═══ 本文 ═══

モンデッロのシチリア料理店ダ・エンツォ Da Enzo
モンデッロはパレルモの北西、約11kmにある海水浴場で季節を問わずパレルモ市民に愛されている憩いの海辺である。かつてはマグロ漁を生業とした漁師町だったが、20世紀初頭に区画整理によって現在のような景観が完成。シチリア料理に興味がある人にとってモンデッロといえば90年代以降なら「バイバイブルース」それ以前なら全盛期にはミシュラン2つ星まで獲得した「チャールストン」というレストランがある町といえばわかりやすいだろうか。 今回久しぶりにパレルモから足を伸ばしてモンデッロを訪れてみた。春と呼ぶにはまだ遠い、温暖な冬の1日だったがそれでもシチリアの豊かな食材には確実に春の兆しが現れていた。「ダ・エンツォ」があるのはモンデッロの中心広場で、昔に比べて最近流行りのシチリアのストリートフードを売る店が増えたが、広場の雰囲気は昔と全く変わらない。もう20年以上前になるが、日本からパレルモを旅した時、ローマからの乗り継ぎ便が遅れてプンタライージ空港に着いた時はすでに夜もとっぷり暮れた深夜近く。慣れないレンタカーでようやく宿泊先のモンデッロまでたどりついた時はとっくに0時を回っていたが、深夜営業のターヴォラカルダでようやく口にできた初めてのシチリアの食べ物、冷たいアランチーニやパネッレが無性に美味しかったことを今も強く覚えている。あれから幾度となくシチリアを訪れることになろうとはあの頃想像だにしなかった。ちなみにそのターヴォラカルダらしき店はまだモンデッロの中心広場の片隅にあった。Insalata di polipo
テラス席に腰を下ろした時はまだ昼の営業が整うかどうかという時間帯。見ていると店の奥からショーケースに新鮮な魚が次々に運ばれてくる。やがて運ばれて来たのが茹でたてのタコ。パレルモでは茹でダコを食べさせてくれる屋台もあるが、これが実に新鮮かつやわらかく、香りが良くて美味しい。自分で茹でたタコは一匹丸々食べるほどの気にならないのに、パレルモで食べるタコはフォークが止まらなくなるから不思議だ。タコの持つ塩分にレモンと少量のプレッツェーモロだけの味付け。それなのになぜこんなに柔らかくて美味しいのか?Frittura di neonati
ネオナーティとはシラスのことだが、シチリアでは春先にかけてメカジキのシラスが大量にとれる。メッシーナ海峡を挟んだ対岸のカラブリアでは唐辛子につけたローザマリーナ、あるいは生のシラスにオリーブオイル、レモン、唐辛子で食べるが、シチリアではフリットにすることが多い。卵の入ったパステッラで揚げたシラスは日本のかき揚げを思わせる素朴で懐かしい味。これがあると聞いたら注文せずにはいられない。Calamretti fritti
もうひとつシチリアで季節を問わず常に食べたい料理に小イカ、カラマレッティのフリットがある。カラマーロ、つまりヤリイカの稚魚のフリットなのだが時々セッピエ、つまりコウイカの稚魚がまざっていることもありこれがまた美味しい。通常はシンプルにセモリナ粉をまぶしただけでさくっと揚げる。これにシチリアの白ワインは無敵の組み合わせである。Tonno cipuddata
正式なイタリア語名ならTonno Cipollata、つまりタマネギ風味のマグロ、ということになる。これは本来古くなったマグロを、炒めたタマネギ、白ワインとともに煮込む甘酸っぱい漁師家庭の始末料理。ソテーしたマグロにタマネギをのせるプレゼンテーションが一般的だが、これはしっかり火を通した中トロに近いマグロを、白ワインのきいたたっぷりスープで煮込んだ、汁気の多いトンノ・チプッダータ。これもメニューにあれば必ず頼みたくなるシチリアの味。エミリア・ロマーニャもシチリアもそうだが、アグロドルチェ、つまり甘酸っぱい料理はどこか日本人の心の琴線に触れるものがある。これはゴマがたっぷりまぶしてある香ばしいシチリア・パンで拭うようにしてスープも全部飲みきった。Linguine con ricci di mare
Ricci di mareとはウニのこと。シチリア、プーリアなど南イタリアでもウニをよく食べるが、日本のウニに比べれば卵巣は痩せているがヨード香はより強く、甘みより海の香りが勝つ。値段も安く、時期によっては一山いくら、で売られている。これを少量のトマトソースとともに最後に非加熱でマンテカーレしてソースにして食べるのがシチリアのウニのパスタだが、これがまたたまらない。ウニの旬も冬から4、5月ぐらいまで。ネオナーティと同じくいまが旬のシチリアの味だ。Da Enzo
Piazza Mondello, 16 - 90151 Palermo (PA)

═══ 記録データ ═══

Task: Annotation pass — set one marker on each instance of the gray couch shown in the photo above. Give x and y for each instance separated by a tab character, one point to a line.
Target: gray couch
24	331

═══

> [やること]:
本文では、モンデッロはパレルモから見てどの方角に、どれくらいの距離にあるとされているか。

> [解答]:
パレルモの北西、約11kmのところにある。